◆ **本文抜粋**:

# # # #

前述の例では、バーコード領域判定部6によりバーコード領域用画像処理部4と非バーコード領域用画像処理部5の出力を切り替えているが、図9に示すようにユーザが設定する切替スイッチによりバーコード領域判定部6からの出力を切替スイッチ9で無効にし、ユーザが指示する領域用画像処理部の出力に固定することができる。
【0066】
図11は、前記切替えスイッチ9の構成を説明する図である。図において、バーコード領域判定部6の出力信号b、ユーザが設定するユーザ設定スイッチ8から設定信号を信号cおよび信号dとする。信号cが“1”の場合、バーコード領域判定部6の出力信号bがそのまま切替スイッチ9の出力信号eとなる。また、信号cが“0”の場合、バーコード領域判定部6の出力信号bは無効になり、信号dの設定値がそのまま切替スイッチ9の出力信号eとなる。

# # # #

◆ **データ抜粋**:
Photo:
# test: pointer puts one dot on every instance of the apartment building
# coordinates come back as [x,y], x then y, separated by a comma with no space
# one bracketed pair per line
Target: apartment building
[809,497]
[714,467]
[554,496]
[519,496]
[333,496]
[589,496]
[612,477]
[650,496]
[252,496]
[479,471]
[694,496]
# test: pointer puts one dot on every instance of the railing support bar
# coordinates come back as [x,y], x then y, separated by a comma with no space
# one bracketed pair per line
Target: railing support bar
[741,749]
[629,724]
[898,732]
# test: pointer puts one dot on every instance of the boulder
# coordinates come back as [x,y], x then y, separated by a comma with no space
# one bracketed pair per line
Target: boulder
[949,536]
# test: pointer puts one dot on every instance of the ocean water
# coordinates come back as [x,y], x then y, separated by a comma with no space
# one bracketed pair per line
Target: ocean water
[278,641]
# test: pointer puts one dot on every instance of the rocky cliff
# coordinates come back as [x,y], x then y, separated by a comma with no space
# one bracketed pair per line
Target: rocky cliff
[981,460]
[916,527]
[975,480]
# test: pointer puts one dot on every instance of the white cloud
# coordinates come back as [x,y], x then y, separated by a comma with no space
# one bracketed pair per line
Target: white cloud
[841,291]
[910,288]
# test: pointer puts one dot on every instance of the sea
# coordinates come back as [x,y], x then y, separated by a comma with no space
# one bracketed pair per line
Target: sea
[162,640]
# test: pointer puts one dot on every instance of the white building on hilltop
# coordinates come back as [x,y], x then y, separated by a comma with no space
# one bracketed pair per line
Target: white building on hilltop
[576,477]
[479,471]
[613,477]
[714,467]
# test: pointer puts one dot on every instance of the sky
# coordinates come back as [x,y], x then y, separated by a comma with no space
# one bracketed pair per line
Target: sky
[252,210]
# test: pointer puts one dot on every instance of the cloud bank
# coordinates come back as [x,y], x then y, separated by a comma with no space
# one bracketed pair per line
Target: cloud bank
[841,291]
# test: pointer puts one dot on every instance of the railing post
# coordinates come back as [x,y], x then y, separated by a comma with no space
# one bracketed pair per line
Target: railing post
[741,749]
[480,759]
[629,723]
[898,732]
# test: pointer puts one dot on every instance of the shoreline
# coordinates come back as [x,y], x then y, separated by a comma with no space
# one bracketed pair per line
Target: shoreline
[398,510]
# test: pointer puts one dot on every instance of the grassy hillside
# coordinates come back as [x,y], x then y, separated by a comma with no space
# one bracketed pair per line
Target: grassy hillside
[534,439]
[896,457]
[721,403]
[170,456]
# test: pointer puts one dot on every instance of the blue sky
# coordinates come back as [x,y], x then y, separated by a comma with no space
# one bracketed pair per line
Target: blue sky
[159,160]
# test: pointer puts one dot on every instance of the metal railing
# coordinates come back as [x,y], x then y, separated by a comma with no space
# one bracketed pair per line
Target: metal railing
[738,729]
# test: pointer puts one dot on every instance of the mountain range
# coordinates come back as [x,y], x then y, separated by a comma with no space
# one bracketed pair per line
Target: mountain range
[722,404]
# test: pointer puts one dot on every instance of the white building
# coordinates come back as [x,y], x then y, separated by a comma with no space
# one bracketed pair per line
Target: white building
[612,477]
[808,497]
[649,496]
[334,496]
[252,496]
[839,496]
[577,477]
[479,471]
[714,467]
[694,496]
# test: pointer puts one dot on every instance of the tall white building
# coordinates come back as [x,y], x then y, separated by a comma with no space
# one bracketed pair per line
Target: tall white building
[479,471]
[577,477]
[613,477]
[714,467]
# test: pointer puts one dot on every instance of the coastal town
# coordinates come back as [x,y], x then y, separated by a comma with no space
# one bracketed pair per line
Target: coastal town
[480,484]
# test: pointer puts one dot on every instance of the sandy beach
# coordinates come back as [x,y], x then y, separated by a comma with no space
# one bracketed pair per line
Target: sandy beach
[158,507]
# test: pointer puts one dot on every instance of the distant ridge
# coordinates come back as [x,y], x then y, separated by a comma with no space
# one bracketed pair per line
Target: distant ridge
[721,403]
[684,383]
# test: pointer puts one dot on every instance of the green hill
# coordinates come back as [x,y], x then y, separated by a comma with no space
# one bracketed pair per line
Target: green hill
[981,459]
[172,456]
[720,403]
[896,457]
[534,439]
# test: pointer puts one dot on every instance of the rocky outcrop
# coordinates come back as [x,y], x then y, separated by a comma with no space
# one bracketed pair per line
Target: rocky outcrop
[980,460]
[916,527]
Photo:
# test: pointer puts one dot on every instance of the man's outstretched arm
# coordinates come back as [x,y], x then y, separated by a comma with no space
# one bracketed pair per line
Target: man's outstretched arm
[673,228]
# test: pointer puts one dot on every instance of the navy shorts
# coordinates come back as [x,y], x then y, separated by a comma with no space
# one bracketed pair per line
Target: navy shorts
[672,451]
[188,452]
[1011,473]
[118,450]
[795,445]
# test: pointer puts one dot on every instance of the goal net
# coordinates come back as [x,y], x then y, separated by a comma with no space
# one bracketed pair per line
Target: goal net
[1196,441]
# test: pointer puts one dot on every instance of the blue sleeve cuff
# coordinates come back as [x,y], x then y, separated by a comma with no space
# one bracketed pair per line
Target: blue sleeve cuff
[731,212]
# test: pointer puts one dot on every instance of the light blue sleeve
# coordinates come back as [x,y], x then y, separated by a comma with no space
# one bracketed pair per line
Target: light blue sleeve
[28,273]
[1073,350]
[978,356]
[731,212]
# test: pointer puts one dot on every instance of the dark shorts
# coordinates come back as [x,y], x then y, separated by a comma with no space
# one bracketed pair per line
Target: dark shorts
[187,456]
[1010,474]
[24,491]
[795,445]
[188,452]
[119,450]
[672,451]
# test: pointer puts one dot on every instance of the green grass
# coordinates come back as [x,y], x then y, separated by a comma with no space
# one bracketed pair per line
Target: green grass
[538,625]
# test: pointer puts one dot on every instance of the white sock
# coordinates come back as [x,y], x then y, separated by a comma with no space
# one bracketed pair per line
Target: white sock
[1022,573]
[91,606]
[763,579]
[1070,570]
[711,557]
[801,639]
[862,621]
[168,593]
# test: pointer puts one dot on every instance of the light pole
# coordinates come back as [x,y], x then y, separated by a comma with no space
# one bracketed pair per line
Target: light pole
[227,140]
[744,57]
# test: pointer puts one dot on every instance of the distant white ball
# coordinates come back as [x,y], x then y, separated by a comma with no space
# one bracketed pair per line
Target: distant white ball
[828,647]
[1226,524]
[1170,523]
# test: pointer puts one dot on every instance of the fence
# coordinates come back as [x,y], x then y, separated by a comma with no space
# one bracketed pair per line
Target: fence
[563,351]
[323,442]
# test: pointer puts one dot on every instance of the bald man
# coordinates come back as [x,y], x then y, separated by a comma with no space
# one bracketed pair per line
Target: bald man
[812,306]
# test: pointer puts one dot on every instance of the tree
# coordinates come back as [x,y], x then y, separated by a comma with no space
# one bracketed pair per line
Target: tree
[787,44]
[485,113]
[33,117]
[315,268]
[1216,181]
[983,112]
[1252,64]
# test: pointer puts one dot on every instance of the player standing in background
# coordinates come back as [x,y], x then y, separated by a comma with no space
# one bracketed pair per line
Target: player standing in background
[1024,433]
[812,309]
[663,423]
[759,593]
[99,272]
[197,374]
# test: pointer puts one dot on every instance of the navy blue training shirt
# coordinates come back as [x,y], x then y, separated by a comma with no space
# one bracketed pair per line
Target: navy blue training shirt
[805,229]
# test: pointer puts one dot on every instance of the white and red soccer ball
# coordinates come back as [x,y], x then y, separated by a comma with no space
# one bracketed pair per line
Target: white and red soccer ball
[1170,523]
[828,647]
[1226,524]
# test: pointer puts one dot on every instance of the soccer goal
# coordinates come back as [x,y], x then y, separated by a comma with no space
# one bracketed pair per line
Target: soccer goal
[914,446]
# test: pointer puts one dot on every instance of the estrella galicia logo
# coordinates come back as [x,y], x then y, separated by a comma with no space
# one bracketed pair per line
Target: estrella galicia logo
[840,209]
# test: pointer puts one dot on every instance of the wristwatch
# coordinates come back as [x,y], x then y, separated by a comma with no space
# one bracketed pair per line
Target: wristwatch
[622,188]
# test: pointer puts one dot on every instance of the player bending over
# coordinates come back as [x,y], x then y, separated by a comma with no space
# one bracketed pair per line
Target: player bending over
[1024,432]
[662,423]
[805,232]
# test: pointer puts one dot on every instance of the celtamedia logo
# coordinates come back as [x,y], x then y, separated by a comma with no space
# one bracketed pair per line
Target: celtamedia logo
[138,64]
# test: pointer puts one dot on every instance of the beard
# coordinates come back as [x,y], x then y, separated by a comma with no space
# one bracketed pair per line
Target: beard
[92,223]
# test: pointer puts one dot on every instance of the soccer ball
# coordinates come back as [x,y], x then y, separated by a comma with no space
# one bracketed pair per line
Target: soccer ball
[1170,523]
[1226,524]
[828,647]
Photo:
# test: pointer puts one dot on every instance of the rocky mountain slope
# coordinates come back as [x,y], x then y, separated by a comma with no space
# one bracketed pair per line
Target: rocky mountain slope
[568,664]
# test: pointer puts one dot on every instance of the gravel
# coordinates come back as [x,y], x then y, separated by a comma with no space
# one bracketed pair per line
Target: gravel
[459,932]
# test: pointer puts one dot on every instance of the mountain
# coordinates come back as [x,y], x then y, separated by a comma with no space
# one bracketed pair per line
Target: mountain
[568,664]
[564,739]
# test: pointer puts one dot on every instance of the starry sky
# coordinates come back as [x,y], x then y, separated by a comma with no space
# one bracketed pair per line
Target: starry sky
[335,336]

# # # #

◆ **練習問題**:
1. 本文抜粋の「前述の例では、バーコード領域」から「号dの設定値がそのまま切替スイッチ9の出力信号eとなる。」までの範囲を、「バーコード領域判定部」を「バーコード領域識別部」に更新したうえで書き出してください。
2. リストの中で「metal」という文字列を含む行はいくつありますか。大文字と小文字は区別し、数だけを答えてください。

◆ **想定される出力**:
1.
前述の例では、バーコード領域識別部6によりバーコード領域用画像処理部4と非バーコード領域用画像処理部5の出力を切り替えているが、図9に示すようにユーザが設定する切替スイッチによりバーコード領域識別部6からの出力を切替スイッチ9で無効にし、ユーザが指示する領域用画像処理部の出力に固定することができる。
【0066】
図11は、前記切替えスイッチ9の構成を説明する図である。図において、バーコード領域識別部6の出力信号b、ユーザが設定するユーザ設定スイッチ8から設定信号を信号cおよび信号dとする。信号cが“1”の場合、バーコード領域識別部6の出力信号bがそのまま切替スイッチ9の出力信号eとなる。また、信号cが“0”の場合、バーコード領域識別部6の出力信号bは無効になり、信号dの設定値がそのまま切替スイッチ9の出力信号eとなる。

2. 2